━━━ Extracted text
I'm so sorry to hear about this Sicy. Things of this nature really help us to realise just how fragile and precious life is. I'm glad you have your boyfriend's shoulder to lean on during this time. I will include your brother in my prayers.
Take care :hug:
 
Sicy,

My thoughts and prayers for you and your family are guided your way.

Thank the Almighty he's alive.
 
I'm so sorry to hear that, how terrible :( I know he's hurting and it's hurting you seeing him like that, but he's going to be fine. One day this will all be a long time ago, and he'll be his old self again, having fun with you. My Uncle was in a bad motorcycle wreck years ago and he broke his back and had lots of internal injuries. It took him months to recover but he healed completely. He hasn't wanted to ride a motorcycle since. (((HUGS)))) to you and your brother and your whole family. Your love and caring will help him a lot. We're pulling for him and praying for him. Take care :hug:
 
Hey Sicy. Your brother and you will be in my thoughts and prayers.

Much love to and your family. Keep your chin up. :hug:

Jennifer.
 
So sorry to hear this news

It is amazing how quickly our lives can change. :(

Thank God John was were protective clothing and helmet. I know what has happened is terrible, but it could be so much worse.

You, John and your family will certainly be in my thoughts and prayers.

Take care...be strong.

:heart: :hug: :heart:
 
My Dearest Christine,

Hang in there, and know that you are in my heart and in my prayers. Love is all you need. :heart:
 
Wow...I don't know what to say that hasn't already been said. I hope and pray he has a full recovery.
My wife's best friend lost her husband to a motorcycle accident several years ago, thank God you brother was a bit luckier.
Try to stay strong for his sake, everyone here will lend an ear whenever you need one.
 
Shit shit shit :sad:

Hey Christine,

I am sending John and you all the power that I can. Remember when we were joking about your brother, about his look on the photo. I am sending my prayers to this great guy.

He will recover, he will. I know it, because I know one time I?ll be in Frisco shaking his hand. Hey...

Come on, be strong.

You remember the coloured mountains you were sending me? Right, if I could post a beautiful picture now...

Ok, so you know how this functions: I am sending all my power to John now. Now. Now.

Now.

Come on man. Oh shit, you?re weak. You wounds will heal... it will take some time... a little of time... I am so sorry it hurts you so much... come on man... you are strong. STRONG.
━━━━━━
> _Tasks for this exercise_:
a - In the forum replies to Sicy, what injuries did the writer's uncle suffer in his motorcycle wreck?
b - In the forum replies to Sicy, the writer who mentions Frisco insists the brother will recover. Explain the reason that writer gives for being so sure.
c - Continue the forum replies to Sicy from the point where they stop.
━━━ Records shown
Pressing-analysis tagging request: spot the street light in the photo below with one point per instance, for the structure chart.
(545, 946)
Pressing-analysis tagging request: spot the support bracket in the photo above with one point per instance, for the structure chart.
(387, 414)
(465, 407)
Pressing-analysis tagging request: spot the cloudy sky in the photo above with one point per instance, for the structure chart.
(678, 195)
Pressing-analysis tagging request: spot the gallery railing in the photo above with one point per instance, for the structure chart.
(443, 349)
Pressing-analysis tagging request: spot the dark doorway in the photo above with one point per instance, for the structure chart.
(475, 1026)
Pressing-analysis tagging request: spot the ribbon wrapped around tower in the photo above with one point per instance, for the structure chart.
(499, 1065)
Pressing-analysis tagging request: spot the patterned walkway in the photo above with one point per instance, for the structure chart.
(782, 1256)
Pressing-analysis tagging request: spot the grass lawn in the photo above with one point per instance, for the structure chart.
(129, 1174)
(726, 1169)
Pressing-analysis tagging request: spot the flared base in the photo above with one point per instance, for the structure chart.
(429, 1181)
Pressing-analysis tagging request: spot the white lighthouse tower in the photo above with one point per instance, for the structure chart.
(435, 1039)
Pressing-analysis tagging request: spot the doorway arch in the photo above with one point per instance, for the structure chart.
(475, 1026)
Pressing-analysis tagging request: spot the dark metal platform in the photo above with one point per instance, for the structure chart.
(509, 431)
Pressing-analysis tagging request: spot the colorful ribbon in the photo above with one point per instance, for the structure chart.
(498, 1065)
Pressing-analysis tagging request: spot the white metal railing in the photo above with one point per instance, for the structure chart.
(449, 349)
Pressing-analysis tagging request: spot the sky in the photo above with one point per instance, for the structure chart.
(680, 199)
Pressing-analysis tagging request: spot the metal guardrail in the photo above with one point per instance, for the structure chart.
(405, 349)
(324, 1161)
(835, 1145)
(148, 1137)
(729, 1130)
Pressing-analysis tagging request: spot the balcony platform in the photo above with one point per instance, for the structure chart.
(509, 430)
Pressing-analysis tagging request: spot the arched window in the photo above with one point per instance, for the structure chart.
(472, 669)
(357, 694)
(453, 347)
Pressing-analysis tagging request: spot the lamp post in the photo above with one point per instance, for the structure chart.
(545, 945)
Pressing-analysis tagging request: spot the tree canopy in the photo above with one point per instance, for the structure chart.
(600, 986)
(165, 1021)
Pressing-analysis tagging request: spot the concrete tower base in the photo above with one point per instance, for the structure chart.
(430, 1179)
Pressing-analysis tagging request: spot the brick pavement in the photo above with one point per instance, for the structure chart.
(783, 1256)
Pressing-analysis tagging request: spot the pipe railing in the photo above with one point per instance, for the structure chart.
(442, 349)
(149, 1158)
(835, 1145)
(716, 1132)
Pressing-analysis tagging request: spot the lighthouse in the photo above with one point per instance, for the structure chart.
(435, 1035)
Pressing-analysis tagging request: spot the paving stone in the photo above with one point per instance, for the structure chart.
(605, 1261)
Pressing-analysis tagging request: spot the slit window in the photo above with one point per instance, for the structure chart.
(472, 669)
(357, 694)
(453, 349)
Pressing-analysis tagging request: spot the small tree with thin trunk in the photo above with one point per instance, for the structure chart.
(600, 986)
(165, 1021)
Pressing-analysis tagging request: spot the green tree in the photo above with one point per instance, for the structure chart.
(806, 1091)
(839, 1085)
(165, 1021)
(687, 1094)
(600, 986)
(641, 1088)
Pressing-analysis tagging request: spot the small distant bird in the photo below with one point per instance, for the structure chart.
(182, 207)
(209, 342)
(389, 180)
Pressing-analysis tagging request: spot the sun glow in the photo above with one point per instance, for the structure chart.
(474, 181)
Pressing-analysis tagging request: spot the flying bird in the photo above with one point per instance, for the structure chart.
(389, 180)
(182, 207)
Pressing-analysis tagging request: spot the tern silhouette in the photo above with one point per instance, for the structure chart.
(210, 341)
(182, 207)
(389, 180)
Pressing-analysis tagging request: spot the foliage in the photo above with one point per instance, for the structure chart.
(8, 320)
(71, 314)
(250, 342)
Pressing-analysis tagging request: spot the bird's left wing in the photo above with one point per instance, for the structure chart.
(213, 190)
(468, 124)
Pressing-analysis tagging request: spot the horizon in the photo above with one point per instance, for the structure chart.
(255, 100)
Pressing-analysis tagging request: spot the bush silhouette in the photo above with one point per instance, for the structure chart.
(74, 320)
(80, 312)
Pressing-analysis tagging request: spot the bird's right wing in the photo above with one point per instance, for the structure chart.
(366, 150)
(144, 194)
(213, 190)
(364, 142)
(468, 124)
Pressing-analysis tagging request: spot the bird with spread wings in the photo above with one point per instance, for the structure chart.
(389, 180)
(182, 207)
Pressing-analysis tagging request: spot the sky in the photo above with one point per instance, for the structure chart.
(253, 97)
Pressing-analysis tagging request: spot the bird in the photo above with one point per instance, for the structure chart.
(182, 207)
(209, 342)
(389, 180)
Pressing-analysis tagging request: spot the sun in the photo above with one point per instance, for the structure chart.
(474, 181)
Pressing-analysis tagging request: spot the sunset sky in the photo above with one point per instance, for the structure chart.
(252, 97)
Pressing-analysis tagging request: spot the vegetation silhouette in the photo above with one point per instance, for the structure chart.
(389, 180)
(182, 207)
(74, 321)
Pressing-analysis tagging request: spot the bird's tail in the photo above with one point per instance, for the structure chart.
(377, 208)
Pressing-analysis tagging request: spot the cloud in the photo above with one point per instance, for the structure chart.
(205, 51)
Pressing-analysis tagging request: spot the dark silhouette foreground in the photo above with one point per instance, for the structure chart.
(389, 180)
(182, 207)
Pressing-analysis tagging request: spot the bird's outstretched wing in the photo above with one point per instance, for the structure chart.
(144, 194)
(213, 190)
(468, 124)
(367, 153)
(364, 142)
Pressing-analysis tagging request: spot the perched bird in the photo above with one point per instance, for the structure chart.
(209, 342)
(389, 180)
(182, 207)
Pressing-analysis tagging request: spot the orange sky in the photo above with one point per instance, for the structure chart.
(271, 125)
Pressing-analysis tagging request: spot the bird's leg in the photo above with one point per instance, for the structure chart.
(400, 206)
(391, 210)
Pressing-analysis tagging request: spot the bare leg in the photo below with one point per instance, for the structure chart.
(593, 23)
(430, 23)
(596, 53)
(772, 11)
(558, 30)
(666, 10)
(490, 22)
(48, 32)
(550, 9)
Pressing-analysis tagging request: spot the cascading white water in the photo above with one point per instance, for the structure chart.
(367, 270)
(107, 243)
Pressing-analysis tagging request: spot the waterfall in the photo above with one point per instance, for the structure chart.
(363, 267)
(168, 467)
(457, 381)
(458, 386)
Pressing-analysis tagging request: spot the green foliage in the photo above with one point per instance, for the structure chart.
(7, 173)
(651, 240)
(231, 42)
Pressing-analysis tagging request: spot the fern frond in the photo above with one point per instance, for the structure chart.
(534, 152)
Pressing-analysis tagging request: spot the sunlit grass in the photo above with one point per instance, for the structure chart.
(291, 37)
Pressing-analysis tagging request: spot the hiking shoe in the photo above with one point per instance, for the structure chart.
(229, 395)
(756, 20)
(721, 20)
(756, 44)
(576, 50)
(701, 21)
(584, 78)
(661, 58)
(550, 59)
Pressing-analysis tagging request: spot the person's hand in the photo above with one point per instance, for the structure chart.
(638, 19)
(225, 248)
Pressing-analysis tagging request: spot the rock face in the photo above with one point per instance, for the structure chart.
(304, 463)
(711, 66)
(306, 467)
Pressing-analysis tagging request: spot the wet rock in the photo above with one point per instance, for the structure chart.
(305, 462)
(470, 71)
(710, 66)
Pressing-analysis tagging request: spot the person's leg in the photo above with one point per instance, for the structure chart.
━━━━━━
> _Expected results_:
a - He broke his back and had lots of internal injuries.

b - The writer says they know he will recover because they know they will one day be in Frisco shaking his hand.

c -
Yes, relax. That?s ok. You can relax. You don?t have to fear anything. Ok. Hey John... yes. Brave boy. No, I am staying. I will pray for you tonight. God is with you. His angels will protect you. Hey John... we?ll have a beer. Sometime. Don?t worry. You are going to make it.

Hey Christine... make sure you stay with him, or your family, constantly just sitting by his side maybe if you can.

All my love, my respect and my prayers go to John, and to your family.

Hey John... you?re still there? Yeah... talk to you tonight.
 
Y'know.. I was really debating whether or not to post about this but I'm very glad I did. Thank you all.. each and every one of you for being so supportive and sending thoughts and prayers. Thank you to those of you that shared your similar stories with me. This is probly the hardest time of my life and it really helps to have so much support from my friends and family.. and especially my boyfriend.

I guess I misunderstood the doctors.. or they didnt explain it clearly :rolleyes: but he will be in intensive care for 3 weeks and in the hospital for months. :sad: then he will need rehab and help with everything. It will be a long slow painful process and I ache for him. He is extremely independent so I dont know how he will deal with this. I feel bad when I eat because I know he cant eat, I feel bad when I walk because I know he cant walk.. I feel like I shouldnt smile or laugh.. *sigh. I think he will be having surgery on his arm today or tomorrow. He already has one rod through his leg and will need one in his arm. His lung is collapsed too.. I dont think I mentioned that.

I'm selfishly glad his bike is in a million pieces. What makes me the angriest is that I knew this would happen. He didnt belong on a motorcycle. He's only had it for a couple weeks.

Thanks for listening and letting me rant. This is the only thread I feel comfortable in right now.